Required work |
1. Reproduce a passage of the RADIUS troubleshooting FAQ verbatim. Begin at the words "A: Verify if" and stop after "running the radius server.".
2. Answer the following from the RADIUS troubleshooting FAQ:
(a) In the Cisco example, which access-list number controls access to the SNMP information?
(b) Under what type should the MAX 4048 be set up in the naslist?
(c) What generally causes FreeRADIUS to take a long time to start?

Cisco Simultaneous-Use doesn't work

Q: I am getting the following in radius.log file:

Thu Oct 21 10:59:01 1999: Error: Check-TS: timeout waiting for checkrad

What's wrong?

A: Verify if you have SNMP enabled on your CISCO router, check the existence of the following line:

snmp-server community public RO 97

where 97 is the access-list that specifies who gets access to the SNMP info. You should also have a line like this:

access-list 97 permit A.B.C.D

where A.B.C.D is the ip address of the host running the radius server.

Ascend MAX 4048 Simultaneous-Use doesn't work

Q: I am getting the following in radius.log file:

Thu Oct 21 10:59:01 1999: Error: Check-TS: timeout waiting for checkrad

What's wrong?

A: Verify that you have the MAX 4048 setup in your naslist as max40xx and that you have Finger turned on.

Ethernet->Mod Config->Finger=Yes

The server is complaining about invalid user route-bps-asc1-1, along with lots of others

Ascend decided to have the 4000 series NAS boxes retrieve much of their configuration from the RADIUS server. To disable this "feature", set:

Ethernet->Mod Config->Auth->Allow Auth Config Rqsts = No

Why FreeRADIUS is taking so long to start?

This is generally caused by an incorrect named configuration. Check your named files and look for invalid entries.

Another file to investigate is raddb/naslist. All entries there must be resolved by a DNS query.

Why radwho is taking so long to show users connected?

See question 4.9

PEAP or EAP-TLS Doesn't Work with a Windows machine

The most common problem with PEAP is that the client sends a series of Access-Request messages, the server sends an series of Access-Challenge responses, and then... nothing happens. After a little wait, it all starts again.

Records |
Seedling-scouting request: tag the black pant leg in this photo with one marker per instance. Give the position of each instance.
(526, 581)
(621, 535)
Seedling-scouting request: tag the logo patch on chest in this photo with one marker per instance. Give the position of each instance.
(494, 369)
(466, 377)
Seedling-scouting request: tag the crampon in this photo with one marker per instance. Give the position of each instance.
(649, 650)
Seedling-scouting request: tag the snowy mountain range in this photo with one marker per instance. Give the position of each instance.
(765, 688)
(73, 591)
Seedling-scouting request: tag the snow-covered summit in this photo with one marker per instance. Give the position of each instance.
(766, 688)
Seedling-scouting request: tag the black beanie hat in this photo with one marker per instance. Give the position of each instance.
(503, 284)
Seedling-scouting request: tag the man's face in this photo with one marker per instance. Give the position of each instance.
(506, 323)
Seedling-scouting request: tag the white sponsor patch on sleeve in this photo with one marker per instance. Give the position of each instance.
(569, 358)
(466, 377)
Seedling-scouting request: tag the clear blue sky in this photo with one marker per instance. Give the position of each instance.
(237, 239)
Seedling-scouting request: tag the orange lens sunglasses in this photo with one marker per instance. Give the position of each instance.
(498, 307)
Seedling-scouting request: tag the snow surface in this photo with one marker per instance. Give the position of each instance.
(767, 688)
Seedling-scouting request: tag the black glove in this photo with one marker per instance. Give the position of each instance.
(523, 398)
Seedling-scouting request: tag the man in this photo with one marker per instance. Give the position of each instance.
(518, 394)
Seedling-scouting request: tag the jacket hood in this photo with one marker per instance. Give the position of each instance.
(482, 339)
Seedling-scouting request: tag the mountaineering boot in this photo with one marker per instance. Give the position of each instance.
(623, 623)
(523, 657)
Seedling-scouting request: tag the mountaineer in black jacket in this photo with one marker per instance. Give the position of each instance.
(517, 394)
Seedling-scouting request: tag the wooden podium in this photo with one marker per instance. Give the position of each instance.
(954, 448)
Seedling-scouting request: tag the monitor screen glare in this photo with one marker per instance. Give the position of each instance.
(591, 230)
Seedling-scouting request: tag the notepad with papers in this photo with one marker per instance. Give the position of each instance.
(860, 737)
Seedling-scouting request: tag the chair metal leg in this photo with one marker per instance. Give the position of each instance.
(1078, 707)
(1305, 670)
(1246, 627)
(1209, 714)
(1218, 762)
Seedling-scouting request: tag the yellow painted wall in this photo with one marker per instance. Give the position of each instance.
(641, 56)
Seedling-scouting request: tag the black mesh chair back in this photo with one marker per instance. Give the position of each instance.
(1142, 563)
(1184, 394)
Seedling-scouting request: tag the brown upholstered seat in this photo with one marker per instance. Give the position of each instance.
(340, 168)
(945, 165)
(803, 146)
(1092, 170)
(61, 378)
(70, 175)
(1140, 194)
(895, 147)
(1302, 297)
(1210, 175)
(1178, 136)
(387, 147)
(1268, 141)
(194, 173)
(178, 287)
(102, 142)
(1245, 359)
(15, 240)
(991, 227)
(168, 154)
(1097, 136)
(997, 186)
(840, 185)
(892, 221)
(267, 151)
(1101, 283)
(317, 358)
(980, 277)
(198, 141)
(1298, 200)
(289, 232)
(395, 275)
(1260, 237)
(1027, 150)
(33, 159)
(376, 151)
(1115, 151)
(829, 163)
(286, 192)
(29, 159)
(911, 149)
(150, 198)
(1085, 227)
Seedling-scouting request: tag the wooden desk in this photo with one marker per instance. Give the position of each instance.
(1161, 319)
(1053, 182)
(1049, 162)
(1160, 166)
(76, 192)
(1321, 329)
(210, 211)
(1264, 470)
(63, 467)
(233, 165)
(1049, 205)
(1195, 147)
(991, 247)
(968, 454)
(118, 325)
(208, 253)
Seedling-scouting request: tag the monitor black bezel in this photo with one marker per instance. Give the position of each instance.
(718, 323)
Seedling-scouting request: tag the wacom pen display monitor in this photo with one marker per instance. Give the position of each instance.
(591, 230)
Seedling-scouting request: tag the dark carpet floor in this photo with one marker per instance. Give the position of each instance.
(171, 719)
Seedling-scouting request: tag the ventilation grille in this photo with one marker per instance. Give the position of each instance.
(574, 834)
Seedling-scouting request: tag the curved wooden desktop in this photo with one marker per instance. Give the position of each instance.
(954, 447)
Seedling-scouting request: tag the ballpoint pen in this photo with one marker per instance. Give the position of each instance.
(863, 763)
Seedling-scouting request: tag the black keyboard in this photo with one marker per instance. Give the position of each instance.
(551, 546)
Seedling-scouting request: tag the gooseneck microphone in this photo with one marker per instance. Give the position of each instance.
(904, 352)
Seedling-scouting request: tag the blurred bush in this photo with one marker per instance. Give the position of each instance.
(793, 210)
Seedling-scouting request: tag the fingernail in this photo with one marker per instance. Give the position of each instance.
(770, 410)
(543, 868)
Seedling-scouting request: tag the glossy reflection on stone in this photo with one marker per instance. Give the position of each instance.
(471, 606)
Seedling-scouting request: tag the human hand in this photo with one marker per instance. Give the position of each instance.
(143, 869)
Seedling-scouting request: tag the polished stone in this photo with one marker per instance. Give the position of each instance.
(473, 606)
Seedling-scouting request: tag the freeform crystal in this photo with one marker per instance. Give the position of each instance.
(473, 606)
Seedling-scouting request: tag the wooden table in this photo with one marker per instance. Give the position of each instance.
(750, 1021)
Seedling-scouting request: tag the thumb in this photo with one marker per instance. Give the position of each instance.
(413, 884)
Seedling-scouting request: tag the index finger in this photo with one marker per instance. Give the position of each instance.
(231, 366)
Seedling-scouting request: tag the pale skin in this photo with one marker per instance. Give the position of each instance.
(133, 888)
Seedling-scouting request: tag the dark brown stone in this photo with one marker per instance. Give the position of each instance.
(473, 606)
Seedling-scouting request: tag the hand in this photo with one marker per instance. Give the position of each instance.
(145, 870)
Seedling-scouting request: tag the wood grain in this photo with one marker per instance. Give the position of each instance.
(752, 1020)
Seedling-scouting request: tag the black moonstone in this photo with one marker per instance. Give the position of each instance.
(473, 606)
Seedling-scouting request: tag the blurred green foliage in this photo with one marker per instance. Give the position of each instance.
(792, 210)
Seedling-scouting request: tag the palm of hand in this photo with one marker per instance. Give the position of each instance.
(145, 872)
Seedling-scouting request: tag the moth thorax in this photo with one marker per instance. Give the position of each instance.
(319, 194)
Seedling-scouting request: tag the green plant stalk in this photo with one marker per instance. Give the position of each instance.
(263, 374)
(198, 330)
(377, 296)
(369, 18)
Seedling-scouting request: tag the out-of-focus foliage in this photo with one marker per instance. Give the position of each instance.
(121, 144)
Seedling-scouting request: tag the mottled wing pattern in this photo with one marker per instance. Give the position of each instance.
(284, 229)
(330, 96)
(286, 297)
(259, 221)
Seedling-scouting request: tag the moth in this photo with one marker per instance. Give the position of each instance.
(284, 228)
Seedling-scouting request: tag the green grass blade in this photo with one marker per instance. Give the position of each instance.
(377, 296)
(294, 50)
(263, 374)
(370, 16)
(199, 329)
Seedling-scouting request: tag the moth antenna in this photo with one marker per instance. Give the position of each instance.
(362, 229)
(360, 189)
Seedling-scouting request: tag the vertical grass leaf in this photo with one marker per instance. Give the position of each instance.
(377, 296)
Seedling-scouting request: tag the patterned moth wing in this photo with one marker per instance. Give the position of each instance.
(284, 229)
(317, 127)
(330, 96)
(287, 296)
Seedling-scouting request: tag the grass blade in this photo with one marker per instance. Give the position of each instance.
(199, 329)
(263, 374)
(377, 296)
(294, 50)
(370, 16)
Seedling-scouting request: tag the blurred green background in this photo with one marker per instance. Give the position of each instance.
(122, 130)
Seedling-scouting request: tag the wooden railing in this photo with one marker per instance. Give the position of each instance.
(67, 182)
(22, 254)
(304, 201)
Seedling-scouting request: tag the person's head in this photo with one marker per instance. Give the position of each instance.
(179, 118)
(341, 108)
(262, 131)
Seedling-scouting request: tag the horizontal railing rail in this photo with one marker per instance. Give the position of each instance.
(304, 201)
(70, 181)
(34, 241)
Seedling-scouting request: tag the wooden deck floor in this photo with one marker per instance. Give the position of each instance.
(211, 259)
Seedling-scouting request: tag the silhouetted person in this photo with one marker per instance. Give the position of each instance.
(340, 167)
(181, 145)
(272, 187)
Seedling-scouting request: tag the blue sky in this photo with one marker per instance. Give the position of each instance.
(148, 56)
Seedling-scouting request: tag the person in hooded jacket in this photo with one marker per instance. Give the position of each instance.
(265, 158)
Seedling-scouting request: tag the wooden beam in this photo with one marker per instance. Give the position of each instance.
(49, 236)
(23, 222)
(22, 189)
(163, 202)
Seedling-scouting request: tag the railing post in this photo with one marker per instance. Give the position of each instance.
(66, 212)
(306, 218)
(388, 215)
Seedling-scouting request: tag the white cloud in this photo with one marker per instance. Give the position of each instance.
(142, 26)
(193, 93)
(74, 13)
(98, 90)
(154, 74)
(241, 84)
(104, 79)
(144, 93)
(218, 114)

Correct answers |
1.
A: Verify if you have SNMP enabled on your CISCO router, check the existence of the following line:

snmp-server community public RO 97

where 97 is the access-list that specifies who gets access to the SNMP info. You should also have a line like this:

access-list 97 permit A.B.C.D

where A.B.C.D is the ip address of the host running the radius server.

2.
(a) 97
(b) max40xx
(c) An incorrect named configuration